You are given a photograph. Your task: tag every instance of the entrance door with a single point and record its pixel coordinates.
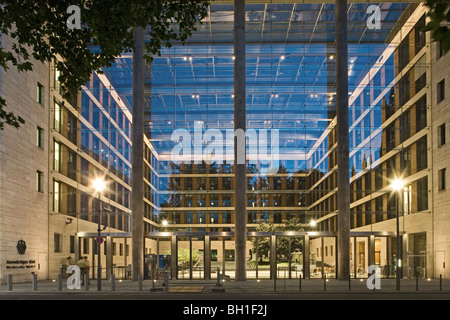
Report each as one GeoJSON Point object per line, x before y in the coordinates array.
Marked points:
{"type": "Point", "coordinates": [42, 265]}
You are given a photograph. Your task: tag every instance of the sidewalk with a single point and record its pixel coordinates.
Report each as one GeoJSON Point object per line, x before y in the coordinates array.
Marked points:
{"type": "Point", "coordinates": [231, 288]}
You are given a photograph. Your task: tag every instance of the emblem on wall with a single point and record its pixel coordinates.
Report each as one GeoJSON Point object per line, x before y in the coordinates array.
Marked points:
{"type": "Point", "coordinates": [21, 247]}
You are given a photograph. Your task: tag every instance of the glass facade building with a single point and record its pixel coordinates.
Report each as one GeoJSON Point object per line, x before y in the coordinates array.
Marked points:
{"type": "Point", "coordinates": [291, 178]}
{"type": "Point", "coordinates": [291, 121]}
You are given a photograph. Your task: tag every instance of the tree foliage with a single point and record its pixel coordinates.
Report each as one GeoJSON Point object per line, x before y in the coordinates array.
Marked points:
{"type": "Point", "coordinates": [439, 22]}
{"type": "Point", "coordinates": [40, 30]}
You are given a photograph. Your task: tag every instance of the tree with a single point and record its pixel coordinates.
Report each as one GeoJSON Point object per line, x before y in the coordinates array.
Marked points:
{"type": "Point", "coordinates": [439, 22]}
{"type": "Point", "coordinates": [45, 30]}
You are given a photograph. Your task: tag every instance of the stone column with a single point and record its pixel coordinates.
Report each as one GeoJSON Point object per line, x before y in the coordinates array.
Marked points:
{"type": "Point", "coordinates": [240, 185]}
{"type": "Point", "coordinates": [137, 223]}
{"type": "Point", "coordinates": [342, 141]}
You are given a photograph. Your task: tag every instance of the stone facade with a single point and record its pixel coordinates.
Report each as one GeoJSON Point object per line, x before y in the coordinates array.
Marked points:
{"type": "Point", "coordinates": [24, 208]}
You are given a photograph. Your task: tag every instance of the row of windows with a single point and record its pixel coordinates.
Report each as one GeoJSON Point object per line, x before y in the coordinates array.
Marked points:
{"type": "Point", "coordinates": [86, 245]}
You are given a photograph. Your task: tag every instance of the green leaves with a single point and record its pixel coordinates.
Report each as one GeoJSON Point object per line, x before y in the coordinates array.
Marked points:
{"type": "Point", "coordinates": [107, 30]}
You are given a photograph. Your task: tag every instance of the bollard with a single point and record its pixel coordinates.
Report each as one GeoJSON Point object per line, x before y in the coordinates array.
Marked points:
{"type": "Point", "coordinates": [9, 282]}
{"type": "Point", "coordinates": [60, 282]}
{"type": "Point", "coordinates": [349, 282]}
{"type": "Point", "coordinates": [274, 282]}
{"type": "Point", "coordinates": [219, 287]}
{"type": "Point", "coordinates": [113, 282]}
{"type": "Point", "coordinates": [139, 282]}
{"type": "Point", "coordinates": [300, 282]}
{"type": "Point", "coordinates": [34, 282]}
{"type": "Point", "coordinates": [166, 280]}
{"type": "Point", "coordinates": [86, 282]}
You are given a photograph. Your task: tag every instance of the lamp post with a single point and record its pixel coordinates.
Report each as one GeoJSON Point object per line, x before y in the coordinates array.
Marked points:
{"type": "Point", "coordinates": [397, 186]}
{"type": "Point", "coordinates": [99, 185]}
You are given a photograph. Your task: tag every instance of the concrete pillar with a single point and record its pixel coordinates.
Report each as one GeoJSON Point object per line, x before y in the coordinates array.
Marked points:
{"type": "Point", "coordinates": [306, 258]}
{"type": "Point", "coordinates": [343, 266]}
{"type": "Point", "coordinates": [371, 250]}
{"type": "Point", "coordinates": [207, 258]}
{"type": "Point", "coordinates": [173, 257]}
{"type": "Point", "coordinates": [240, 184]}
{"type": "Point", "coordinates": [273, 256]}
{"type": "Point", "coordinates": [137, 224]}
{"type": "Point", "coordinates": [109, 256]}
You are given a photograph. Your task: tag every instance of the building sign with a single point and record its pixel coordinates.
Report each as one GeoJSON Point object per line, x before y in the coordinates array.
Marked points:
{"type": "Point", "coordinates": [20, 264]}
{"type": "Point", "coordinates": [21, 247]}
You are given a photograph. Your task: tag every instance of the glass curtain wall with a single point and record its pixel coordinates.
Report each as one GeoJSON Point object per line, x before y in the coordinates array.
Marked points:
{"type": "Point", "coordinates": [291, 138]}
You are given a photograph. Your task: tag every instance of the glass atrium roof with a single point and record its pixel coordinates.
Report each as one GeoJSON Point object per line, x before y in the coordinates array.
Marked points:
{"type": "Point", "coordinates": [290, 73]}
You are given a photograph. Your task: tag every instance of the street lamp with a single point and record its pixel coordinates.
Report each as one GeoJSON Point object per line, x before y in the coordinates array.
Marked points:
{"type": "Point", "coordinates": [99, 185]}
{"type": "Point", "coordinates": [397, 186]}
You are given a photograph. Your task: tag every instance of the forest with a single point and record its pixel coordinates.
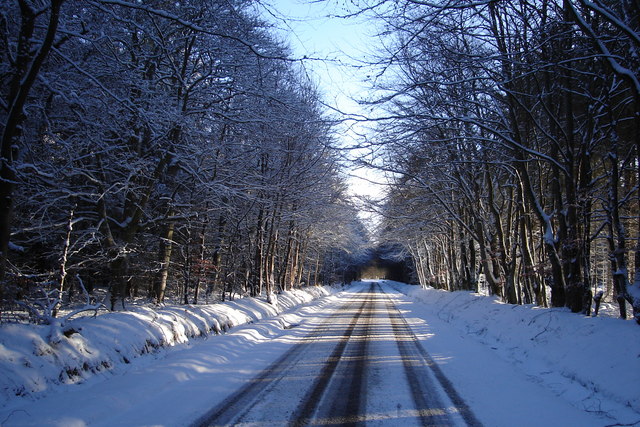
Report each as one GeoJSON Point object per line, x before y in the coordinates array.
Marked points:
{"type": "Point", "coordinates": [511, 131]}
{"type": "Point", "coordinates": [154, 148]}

━━━

ACTIVITY: Every line of the data that holds "glass" should be counted, and only the total given.

TASK RESPONSE: 3